TEXTE FOURNI =>
L’Autorité de la concurrence a infligé à Doctolib une amende de 4,6 millions d’euros pour avoir abusé de sa position dominante sur les marchés de la prise de rendez-vous médicaux en ligne et de la téléconsultation. L’entreprise aurait verrouillé le marché en imposant des clauses d’exclusivité à ses abonnés et en rachetant en 2018 son concurrent principal, MonDocteur. Doctolib fera appel de la décision.
Doctolib devra verser au Trésor public un peu plus de 4,6 millions d’euros pour avoir abusé de sa position dominante sur deux marchés : celui de la prise de rendez-vous en ligne (service Doctolib Patient) et celui de la téléconsultation (service Doctolib Téléconsultation). Suivant une plainte déposée en 2019 par Cegedim santé (fournisseur des services Maiia agenda et Maiia téléconsultation), et des saisies menées en 2021 dans les locaux de Doctolib, l’Autorité de la concurrence estime que, sur ces deux marchés, la start-up a fait disparaître la concurrence par des pratiques abusives. Ce positionnement lui a permis de devenir ce qu’elle représente aujourd’hui : 80 millions d’utilisateurs en Europe, 50 millions en France dont 400 000 professionnels de santé, et un chiffre d’affaires de 438 millions d’euros.

DONNÉES FOURNIES =>

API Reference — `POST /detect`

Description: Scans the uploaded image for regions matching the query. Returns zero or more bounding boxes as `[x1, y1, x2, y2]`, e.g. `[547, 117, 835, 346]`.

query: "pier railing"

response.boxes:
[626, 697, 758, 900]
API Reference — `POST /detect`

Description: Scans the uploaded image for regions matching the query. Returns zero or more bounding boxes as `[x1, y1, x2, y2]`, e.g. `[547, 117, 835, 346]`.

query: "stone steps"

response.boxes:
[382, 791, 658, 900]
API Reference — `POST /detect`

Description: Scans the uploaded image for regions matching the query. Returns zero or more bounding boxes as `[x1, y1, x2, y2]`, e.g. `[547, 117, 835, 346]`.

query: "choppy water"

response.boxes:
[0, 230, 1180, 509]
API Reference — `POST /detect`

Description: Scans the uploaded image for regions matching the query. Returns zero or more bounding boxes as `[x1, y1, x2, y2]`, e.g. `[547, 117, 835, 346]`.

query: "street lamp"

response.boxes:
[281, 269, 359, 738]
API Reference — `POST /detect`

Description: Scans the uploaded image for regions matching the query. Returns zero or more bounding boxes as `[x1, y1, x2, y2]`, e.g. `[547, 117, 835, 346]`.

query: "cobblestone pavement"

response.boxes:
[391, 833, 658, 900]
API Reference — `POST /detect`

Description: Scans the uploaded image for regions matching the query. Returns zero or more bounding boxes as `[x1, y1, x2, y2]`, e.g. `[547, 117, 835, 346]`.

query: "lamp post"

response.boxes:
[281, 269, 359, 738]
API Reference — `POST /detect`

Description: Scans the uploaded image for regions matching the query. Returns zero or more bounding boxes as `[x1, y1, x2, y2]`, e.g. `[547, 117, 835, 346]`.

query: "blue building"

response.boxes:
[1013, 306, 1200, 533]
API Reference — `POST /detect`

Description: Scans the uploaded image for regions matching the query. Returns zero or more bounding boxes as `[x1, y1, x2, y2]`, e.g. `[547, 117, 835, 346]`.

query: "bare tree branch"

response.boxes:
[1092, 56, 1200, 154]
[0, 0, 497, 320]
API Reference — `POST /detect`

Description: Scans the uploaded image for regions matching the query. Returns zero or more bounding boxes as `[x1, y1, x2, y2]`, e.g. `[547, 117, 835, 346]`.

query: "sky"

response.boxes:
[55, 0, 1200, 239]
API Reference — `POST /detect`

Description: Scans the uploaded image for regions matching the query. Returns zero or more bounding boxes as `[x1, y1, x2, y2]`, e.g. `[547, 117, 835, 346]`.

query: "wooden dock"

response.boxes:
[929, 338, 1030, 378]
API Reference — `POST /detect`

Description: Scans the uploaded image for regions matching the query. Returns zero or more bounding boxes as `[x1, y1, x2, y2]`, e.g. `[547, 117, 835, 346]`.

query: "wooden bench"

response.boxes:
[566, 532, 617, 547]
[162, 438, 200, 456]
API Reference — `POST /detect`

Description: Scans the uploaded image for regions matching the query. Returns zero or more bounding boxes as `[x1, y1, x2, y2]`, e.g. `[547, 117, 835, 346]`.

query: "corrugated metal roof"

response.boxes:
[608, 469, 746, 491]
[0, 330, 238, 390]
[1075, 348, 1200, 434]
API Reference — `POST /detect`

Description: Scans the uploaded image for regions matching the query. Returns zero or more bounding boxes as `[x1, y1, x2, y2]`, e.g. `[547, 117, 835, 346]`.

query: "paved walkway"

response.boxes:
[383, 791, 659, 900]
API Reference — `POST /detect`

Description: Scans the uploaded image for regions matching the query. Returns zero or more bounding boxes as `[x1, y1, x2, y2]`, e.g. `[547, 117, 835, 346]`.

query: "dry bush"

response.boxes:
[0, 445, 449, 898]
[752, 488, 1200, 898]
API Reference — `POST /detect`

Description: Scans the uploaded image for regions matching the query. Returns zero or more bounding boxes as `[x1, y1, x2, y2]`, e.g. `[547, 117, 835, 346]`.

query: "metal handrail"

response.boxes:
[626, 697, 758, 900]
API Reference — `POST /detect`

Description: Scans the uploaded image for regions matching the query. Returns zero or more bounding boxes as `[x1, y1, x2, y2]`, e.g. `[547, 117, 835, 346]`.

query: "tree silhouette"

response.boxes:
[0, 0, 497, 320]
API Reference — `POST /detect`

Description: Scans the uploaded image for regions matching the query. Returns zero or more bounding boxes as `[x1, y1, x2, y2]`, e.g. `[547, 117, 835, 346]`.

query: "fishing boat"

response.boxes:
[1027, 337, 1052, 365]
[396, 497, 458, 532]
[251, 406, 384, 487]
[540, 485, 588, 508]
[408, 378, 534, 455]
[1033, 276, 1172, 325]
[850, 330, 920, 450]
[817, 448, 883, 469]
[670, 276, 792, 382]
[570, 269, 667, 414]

...

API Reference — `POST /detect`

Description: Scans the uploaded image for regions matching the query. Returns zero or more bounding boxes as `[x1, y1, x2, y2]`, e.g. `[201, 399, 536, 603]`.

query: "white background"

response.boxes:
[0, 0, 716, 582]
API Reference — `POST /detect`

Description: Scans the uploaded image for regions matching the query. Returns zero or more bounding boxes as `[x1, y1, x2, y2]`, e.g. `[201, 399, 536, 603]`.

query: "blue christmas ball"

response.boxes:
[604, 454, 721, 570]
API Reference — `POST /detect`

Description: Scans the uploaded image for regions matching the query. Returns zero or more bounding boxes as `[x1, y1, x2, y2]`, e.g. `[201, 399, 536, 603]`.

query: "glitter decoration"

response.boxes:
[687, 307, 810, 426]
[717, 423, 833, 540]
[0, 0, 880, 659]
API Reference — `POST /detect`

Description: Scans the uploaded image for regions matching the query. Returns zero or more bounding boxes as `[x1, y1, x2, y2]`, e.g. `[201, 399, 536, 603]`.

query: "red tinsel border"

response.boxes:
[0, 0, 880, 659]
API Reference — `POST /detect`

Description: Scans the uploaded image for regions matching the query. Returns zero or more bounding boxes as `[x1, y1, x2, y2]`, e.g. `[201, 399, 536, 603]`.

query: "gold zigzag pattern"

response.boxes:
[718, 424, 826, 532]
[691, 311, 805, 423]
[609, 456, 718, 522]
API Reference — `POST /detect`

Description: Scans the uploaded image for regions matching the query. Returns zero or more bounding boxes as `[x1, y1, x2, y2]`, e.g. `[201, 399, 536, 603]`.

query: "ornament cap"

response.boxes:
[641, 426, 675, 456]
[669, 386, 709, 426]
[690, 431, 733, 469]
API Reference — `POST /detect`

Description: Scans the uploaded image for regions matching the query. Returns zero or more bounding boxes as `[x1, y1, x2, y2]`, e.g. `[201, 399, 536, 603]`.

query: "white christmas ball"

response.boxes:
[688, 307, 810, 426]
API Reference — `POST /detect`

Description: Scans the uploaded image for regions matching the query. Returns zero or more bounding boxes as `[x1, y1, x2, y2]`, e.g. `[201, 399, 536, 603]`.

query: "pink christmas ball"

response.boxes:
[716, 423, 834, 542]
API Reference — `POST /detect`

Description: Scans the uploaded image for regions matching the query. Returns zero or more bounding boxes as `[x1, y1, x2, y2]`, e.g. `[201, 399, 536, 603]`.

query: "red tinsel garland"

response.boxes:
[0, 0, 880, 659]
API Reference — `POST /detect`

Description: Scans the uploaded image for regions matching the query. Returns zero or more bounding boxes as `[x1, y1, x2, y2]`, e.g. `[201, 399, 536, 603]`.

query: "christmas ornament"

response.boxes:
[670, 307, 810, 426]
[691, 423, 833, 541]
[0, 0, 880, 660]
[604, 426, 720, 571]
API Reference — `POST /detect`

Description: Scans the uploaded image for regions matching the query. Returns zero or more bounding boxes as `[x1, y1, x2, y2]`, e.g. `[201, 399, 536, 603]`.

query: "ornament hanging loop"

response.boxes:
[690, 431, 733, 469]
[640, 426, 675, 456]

==

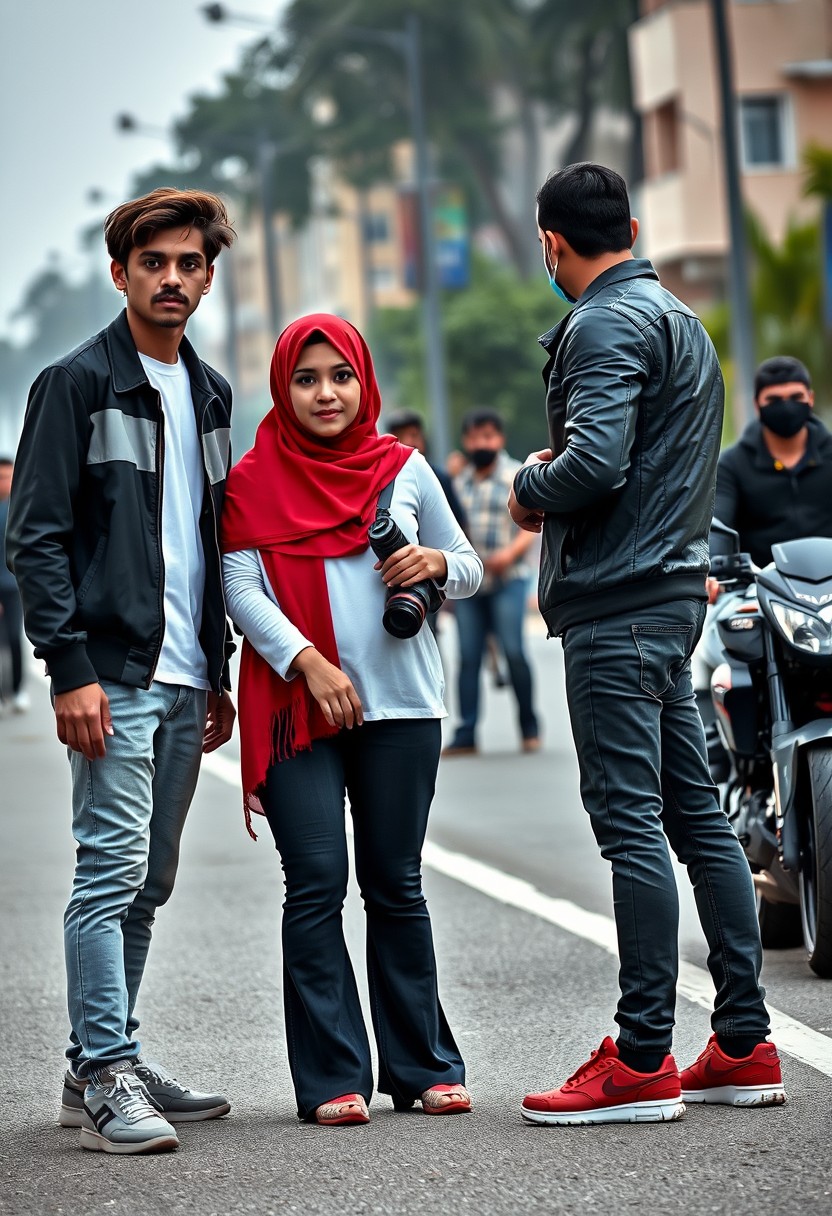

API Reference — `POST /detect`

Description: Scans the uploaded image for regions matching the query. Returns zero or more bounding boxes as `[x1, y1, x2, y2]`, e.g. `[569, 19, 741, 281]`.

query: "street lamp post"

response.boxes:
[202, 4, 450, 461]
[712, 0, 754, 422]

CONSIGNE =>
Transcrivez à l’identique le passage du texte sur l’amende infligée à Doctolib, en commençant par « Doctolib devra verser » et en poursuivant jusqu’à « 438 millions d’euros. ».

RÉPONSE =>
Doctolib devra verser au Trésor public un peu plus de 4,6 millions d’euros pour avoir abusé de sa position dominante sur deux marchés : celui de la prise de rendez-vous en ligne (service Doctolib Patient) et celui de la téléconsultation (service Doctolib Téléconsultation). Suivant une plainte déposée en 2019 par Cegedim santé (fournisseur des services Maiia agenda et Maiia téléconsultation), et des saisies menées en 2021 dans les locaux de Doctolib, l’Autorité de la concurrence estime que, sur ces deux marchés, la start-up a fait disparaître la concurrence par des pratiques abusives. Ce positionnement lui a permis de devenir ce qu’elle représente aujourd’hui : 80 millions d’utilisateurs en Europe, 50 millions en France dont 400 000 professionnels de santé, et un chiffre d’affaires de 438 millions d’euros.